Aufgabe 1 | Erklären Sie anhand des Textauszugs über die Ukraine-Friedenskonferenz, warum Selenskyj auf dem Shangri-La-Dialog China angriff.
Aufgabe 2 | Fassen Sie den Textauszug über die Ukraine-Friedenskonferenz in zwei Sätzen zusammen.
Aufgabe 3 | Geben Sie den Absatz aus dem Textauszug über die Ukraine-Friedenskonferenz, der mit „Aus den USA werden“ beginnt, als kurze Stichpunktliste wieder.

Textauszug |
-*-*-
Die Schweiz will die Teilnehmerliste erst direkt vor der Konferenz bekannt geben. Mehr als 160 Länder hat sie zu der Konferenz eingeladen, die am 15. und 16. Juni auf einem Bergkamm hoch über dem Vierwaldstättersee stattfindet. Dort sollen Teile des 10-Punkte-Friedensplans des ukrainischen Präsidenten Wolodymyr Selenskyj besprochen werden. Einzelne Staats- und Regierungschefs haben öffentlich zugesagt, darunter Bundeskanzler Olaf Scholz, Polens Präsident Andrzej Duda und der kanadische Ministerpräsident Justin Trudeau. Aus der Schweiz verlautet, dass unter anderem Italien, Spanien, Finnland, Schweden, Tschechien sowie die EU ihre Teilnahme bestätigt haben.
Aus den USA werden Vizepräsidentin Kamala Harris und der Nationale Sicherheitsberater Jake Sullivan anreisen. Präsident Joe Biden wird kurz vor der Konferenz separat mit Selenskyj zusammenkommen. Russland ist nicht eingeladen. Insgesamt sollen bisher etwa 80 Länder zugesagt haben, darunter die Hälfte von außerhalb Europas. Selenskyj sprach auf dem Shangri-La-Sicherheitsforum in Singapur vor wenigen Tagen sogar von 106 Zusagen, darunter wohl auch mündlich gegebene. Von seiner Reise brachte er unter anderem Zusagen von Singapur und den Philippinen mit.
Ukraine-Gipfeln in der Schweiz: Indien wird dabei sein – nur mit wem?
Das Werben um Teilnehmer erfolgt gegen heftigen Widerstand Moskaus, das seit Wochen versucht, die Konferenz bei den Entwicklungsländern zu diskreditieren. Auf seiner Pressekonferenz beim Shangri-La-Dialog griff Selenskyj in diesem Zusammenhang unerwartet scharf auch China an. „Russland nutzt den chinesischen Einfluss in der Region und nutzt auch chinesische Diplomaten und tut alles, um den Friedensgipfel zu stören.“ Es sei bedauerlich, dass „solch ein großes unabhängiges Land wie China ein Instrument in den Händen von Putin ist“.
-*-*-
Dateneinträge |
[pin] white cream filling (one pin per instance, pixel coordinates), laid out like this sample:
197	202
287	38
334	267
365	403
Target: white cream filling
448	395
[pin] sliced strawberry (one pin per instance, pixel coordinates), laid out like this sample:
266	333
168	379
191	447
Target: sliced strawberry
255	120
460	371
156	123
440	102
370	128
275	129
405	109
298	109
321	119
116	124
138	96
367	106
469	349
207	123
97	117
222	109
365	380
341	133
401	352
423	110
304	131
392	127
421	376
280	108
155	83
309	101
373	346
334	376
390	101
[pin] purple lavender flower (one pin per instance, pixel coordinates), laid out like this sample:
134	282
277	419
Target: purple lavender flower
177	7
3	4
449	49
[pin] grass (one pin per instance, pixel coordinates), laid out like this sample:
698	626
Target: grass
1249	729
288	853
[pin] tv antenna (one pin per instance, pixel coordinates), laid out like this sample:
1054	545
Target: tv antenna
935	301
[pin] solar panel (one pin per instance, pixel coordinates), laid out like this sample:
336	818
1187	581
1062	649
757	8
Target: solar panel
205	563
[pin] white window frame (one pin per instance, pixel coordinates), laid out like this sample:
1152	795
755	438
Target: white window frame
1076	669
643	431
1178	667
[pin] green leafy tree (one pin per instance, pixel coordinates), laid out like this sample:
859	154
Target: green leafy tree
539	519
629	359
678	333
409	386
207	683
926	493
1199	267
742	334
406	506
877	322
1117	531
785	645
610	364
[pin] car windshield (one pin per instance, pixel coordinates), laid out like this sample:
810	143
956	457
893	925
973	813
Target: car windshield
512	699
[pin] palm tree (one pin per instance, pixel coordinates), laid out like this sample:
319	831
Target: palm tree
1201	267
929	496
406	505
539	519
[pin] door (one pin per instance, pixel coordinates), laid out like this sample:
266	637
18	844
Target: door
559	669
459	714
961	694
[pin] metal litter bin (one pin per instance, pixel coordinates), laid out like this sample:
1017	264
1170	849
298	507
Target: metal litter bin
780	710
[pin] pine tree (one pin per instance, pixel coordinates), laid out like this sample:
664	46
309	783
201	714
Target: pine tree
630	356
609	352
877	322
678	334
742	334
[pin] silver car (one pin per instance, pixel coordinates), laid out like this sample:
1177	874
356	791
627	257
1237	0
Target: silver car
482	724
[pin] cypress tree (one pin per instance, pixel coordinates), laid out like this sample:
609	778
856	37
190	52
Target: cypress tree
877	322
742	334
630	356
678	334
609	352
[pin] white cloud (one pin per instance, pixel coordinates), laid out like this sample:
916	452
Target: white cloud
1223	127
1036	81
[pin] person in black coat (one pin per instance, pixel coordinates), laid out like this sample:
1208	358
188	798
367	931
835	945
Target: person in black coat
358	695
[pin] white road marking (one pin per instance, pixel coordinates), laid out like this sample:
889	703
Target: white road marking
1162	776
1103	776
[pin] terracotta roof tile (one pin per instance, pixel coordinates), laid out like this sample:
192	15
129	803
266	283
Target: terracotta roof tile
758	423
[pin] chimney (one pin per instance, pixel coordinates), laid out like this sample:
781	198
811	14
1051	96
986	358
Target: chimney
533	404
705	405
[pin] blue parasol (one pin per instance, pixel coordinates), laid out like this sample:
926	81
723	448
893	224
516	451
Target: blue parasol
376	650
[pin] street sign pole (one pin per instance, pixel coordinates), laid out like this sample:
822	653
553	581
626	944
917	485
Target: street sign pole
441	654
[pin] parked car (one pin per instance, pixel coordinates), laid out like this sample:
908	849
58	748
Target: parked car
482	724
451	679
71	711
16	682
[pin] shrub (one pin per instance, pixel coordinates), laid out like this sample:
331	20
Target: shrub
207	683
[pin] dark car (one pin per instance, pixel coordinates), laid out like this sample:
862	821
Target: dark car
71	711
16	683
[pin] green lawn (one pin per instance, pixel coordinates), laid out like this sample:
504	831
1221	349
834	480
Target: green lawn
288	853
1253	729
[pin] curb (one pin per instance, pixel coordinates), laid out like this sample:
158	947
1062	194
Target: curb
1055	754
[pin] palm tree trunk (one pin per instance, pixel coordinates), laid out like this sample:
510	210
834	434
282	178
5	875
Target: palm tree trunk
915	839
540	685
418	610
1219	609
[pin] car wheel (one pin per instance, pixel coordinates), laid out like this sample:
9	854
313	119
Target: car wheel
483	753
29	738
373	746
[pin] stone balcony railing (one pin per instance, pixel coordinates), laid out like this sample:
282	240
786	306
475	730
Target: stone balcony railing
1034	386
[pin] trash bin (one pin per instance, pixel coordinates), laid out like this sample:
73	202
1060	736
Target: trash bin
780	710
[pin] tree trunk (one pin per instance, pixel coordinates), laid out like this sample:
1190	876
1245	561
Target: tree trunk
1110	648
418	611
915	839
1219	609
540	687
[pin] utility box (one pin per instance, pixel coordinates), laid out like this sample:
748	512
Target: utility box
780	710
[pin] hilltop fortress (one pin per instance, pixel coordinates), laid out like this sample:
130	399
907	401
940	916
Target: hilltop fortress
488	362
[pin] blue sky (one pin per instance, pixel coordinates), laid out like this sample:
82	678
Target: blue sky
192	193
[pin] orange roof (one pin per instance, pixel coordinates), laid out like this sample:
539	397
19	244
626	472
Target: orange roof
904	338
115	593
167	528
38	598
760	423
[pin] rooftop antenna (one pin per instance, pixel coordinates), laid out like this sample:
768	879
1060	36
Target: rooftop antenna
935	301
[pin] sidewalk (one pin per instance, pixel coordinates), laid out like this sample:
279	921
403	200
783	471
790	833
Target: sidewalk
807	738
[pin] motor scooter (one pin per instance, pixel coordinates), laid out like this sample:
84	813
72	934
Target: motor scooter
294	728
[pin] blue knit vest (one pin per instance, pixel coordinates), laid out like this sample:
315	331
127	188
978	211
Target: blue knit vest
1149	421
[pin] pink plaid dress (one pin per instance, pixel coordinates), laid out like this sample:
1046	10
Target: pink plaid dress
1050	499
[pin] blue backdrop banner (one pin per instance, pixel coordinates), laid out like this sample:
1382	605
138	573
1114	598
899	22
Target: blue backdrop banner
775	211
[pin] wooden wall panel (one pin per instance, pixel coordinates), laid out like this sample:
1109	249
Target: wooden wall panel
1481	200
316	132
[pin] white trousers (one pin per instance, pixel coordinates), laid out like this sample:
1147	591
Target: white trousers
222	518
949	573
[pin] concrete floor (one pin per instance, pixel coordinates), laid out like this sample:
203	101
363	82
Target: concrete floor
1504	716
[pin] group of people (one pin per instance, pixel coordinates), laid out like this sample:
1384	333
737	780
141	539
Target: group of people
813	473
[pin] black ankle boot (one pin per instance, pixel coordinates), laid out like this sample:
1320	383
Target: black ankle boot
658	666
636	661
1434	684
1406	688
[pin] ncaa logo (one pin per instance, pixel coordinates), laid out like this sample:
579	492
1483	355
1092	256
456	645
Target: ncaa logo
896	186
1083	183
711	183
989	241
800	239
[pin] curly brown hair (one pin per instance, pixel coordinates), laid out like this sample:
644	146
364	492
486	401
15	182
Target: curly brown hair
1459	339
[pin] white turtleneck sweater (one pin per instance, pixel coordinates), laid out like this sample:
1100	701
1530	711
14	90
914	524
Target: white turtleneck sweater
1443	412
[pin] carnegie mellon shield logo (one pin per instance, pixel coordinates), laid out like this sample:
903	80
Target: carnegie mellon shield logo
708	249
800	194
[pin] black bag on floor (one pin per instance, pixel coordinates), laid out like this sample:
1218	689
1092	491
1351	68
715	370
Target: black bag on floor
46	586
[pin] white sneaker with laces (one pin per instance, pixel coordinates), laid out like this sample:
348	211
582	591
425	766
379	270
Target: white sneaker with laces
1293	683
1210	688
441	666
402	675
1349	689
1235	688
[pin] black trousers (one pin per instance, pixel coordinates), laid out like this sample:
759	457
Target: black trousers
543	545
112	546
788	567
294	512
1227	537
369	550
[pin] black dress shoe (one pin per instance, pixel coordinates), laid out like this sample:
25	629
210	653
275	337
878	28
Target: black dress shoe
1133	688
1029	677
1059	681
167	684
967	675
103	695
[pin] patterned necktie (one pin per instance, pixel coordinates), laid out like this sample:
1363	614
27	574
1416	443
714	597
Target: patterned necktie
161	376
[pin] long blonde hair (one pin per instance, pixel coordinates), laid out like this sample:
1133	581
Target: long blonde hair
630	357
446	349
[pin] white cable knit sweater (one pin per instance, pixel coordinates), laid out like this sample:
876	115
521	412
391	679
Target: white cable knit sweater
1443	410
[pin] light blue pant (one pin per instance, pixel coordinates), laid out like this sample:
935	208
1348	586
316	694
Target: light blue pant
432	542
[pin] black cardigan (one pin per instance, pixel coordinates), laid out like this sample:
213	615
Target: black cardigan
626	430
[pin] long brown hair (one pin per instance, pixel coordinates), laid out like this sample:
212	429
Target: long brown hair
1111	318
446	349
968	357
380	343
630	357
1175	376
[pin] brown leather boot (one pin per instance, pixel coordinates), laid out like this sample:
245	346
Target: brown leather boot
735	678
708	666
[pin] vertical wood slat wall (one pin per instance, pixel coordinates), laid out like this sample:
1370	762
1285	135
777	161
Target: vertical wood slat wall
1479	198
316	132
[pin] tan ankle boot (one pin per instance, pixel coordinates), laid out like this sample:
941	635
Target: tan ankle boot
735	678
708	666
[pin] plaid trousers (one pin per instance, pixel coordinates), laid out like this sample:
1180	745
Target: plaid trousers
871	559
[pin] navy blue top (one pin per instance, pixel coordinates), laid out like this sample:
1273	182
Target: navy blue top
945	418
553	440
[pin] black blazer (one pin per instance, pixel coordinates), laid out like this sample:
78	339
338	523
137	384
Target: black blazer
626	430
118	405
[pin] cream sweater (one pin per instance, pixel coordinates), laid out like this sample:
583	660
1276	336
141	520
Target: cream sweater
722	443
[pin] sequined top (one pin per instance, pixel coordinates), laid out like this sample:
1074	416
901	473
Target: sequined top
-*-*-
Erwartete Lösung 1 | Selenskyj zufolge nutzt Russland den chinesischen Einfluss in der Region und chinesische Diplomaten, um den Friedensgipfel zu stören. Er bedauerte, dass ein so großes unabhängiges Land wie China ein Instrument in den Händen Putins sei.

Erwartete Lösung 2 | Die Schweiz hat mehr als 160 Länder zu einer Konferenz am 15. und 16. Juni über dem Vierwaldstättersee eingeladen, auf der Teile von Selenskyjs 10-Punkte-Friedensplan besprochen werden sollen. Etwa 80 Länder sollen bisher zugesagt haben, Russland ist nicht eingeladen, und Moskau versucht, die Konferenz bei den Entwicklungsländern zu diskreditieren.

Erwartete Lösung 3 |
- USA: Vizepräsidentin Kamala Harris und der Nationale Sicherheitsberater Jake Sullivan reisen an.
- Präsident Joe Biden trifft Selenskyj kurz vor der Konferenz separat.
- Russland ist nicht eingeladen.
- Bisher sollen etwa 80 Länder zugesagt haben, die Hälfte davon von außerhalb Europas.
- Selenskyj sprach in Singapur von 106 Zusagen, wohl einschließlich mündlicher.
- Von seiner Reise brachte er unter anderem Zusagen Singapurs und der Philippinen mit.